• The records
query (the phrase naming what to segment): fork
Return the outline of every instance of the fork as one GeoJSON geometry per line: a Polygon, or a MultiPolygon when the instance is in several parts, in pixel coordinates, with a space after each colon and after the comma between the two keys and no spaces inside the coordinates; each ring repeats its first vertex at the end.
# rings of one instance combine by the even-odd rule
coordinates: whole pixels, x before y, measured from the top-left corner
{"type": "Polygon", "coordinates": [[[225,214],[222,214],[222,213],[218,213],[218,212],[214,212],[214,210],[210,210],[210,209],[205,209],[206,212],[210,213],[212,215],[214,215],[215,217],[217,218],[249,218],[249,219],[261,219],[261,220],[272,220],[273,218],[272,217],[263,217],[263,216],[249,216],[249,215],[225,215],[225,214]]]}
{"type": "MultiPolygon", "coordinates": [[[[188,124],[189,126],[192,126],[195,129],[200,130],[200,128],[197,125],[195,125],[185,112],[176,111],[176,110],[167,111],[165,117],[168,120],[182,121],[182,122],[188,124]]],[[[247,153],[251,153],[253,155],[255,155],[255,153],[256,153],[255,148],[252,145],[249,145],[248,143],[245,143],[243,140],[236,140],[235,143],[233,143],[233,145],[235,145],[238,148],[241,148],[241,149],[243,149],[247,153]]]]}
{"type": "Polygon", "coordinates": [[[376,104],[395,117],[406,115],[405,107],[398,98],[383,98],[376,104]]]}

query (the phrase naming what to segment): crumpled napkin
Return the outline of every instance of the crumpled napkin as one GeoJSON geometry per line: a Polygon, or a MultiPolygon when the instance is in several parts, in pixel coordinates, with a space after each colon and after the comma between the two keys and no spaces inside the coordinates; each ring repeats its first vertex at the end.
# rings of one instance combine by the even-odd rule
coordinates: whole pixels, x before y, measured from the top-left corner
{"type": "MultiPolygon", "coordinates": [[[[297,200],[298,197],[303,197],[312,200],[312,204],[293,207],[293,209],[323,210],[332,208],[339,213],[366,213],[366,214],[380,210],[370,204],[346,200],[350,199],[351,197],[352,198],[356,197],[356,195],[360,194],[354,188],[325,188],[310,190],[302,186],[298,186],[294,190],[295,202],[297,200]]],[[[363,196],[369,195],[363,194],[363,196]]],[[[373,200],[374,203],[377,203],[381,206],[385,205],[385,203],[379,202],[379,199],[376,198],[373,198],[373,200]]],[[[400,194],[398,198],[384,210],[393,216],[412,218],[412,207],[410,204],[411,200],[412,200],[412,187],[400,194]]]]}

• Short problem
Write the data from above out again, exactly.

• Answer
query (the phrase naming what to segment): fork
Return the outline of every instance of the fork as one GeoJSON geometry per line: a Polygon, or a MultiPolygon when the instance is in several parts, in pixel coordinates, with a space after each colon and after the comma between the two keys and no spaces inside the coordinates; each ring repeats its first vertex at the end.
# rings of one instance combine by the even-odd rule
coordinates: whole pixels, x before y, measured from the top-left corner
{"type": "Polygon", "coordinates": [[[225,214],[222,214],[222,213],[218,213],[218,212],[214,212],[214,210],[210,210],[210,209],[205,209],[206,212],[210,213],[212,215],[214,215],[215,217],[217,218],[249,218],[249,219],[261,219],[261,220],[272,220],[273,218],[272,217],[263,217],[263,216],[249,216],[249,215],[225,215],[225,214]]]}
{"type": "MultiPolygon", "coordinates": [[[[188,124],[189,126],[192,126],[195,129],[200,130],[200,128],[197,125],[195,125],[185,112],[176,111],[176,110],[167,111],[165,117],[168,120],[182,121],[182,122],[188,124]]],[[[247,153],[251,153],[253,155],[255,155],[255,153],[256,153],[255,148],[252,145],[249,145],[248,143],[245,143],[243,140],[236,140],[235,143],[233,143],[233,145],[235,145],[238,148],[241,148],[241,149],[243,149],[247,153]]]]}
{"type": "Polygon", "coordinates": [[[376,104],[395,117],[406,115],[405,107],[398,98],[383,98],[376,104]]]}

query (the phrase naming what to segment): crumpled napkin
Return the outline of every instance of the crumpled napkin as one GeoJSON geometry per line: a Polygon, or a MultiPolygon when the instance is in several parts, in pixel coordinates, with a space after each colon and after the comma between the two keys and no spaces inside the coordinates; each ring repeats its first vertex at the end.
# rings of one instance combine by the even-odd rule
coordinates: whole pixels, x before y, measured from the top-left corner
{"type": "MultiPolygon", "coordinates": [[[[297,200],[298,197],[303,197],[312,200],[312,204],[293,207],[293,209],[323,210],[332,208],[339,213],[366,213],[366,214],[380,210],[370,204],[346,200],[350,199],[351,197],[352,198],[356,197],[356,195],[360,194],[354,188],[325,188],[310,190],[302,186],[298,186],[294,190],[295,202],[297,200]]],[[[363,196],[369,195],[363,194],[363,196]]],[[[373,200],[374,203],[377,203],[381,206],[385,205],[385,203],[379,202],[379,199],[376,198],[373,198],[373,200]]],[[[400,194],[398,198],[384,210],[393,216],[412,218],[412,207],[410,204],[411,200],[412,200],[412,187],[400,194]]]]}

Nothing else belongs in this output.